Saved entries
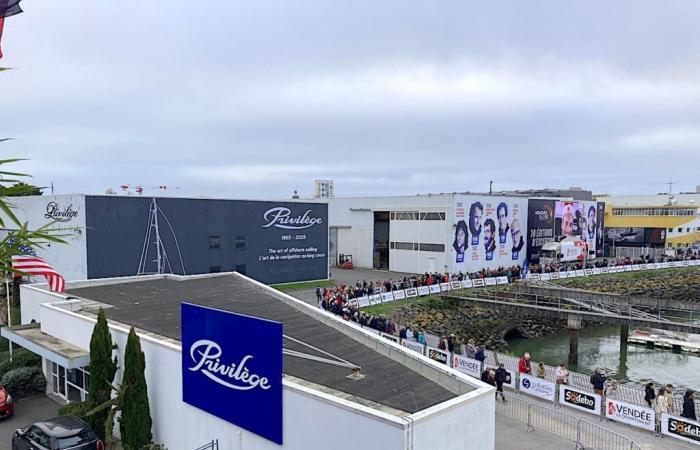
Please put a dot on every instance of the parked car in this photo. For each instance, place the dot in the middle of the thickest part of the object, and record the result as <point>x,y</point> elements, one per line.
<point>7,404</point>
<point>59,433</point>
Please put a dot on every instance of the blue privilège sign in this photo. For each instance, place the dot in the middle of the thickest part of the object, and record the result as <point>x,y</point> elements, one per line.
<point>232,368</point>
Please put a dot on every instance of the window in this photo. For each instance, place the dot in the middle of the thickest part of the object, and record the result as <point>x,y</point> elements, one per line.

Problem: Restate every line of the data above word for word, with the images removed.

Solution to this problem:
Please put a dot on every instance of the parked car in this photo. For each instance, place the dot in the middle of the thickest part of the object, and record the result as <point>x,y</point> elements, one per line.
<point>7,404</point>
<point>59,433</point>
Please put a dot on every instance of the blue privilège sign in this photo. For each instance, place the dot in the middle of the thickest part of the object, and record the result as <point>x,y</point> elements, one per line.
<point>232,368</point>
Please put a dot on every instance of the window in this photo. For each instance, place the dot in the middle of the thickest part of the object, and record the result as <point>x,y</point> elements, one per line.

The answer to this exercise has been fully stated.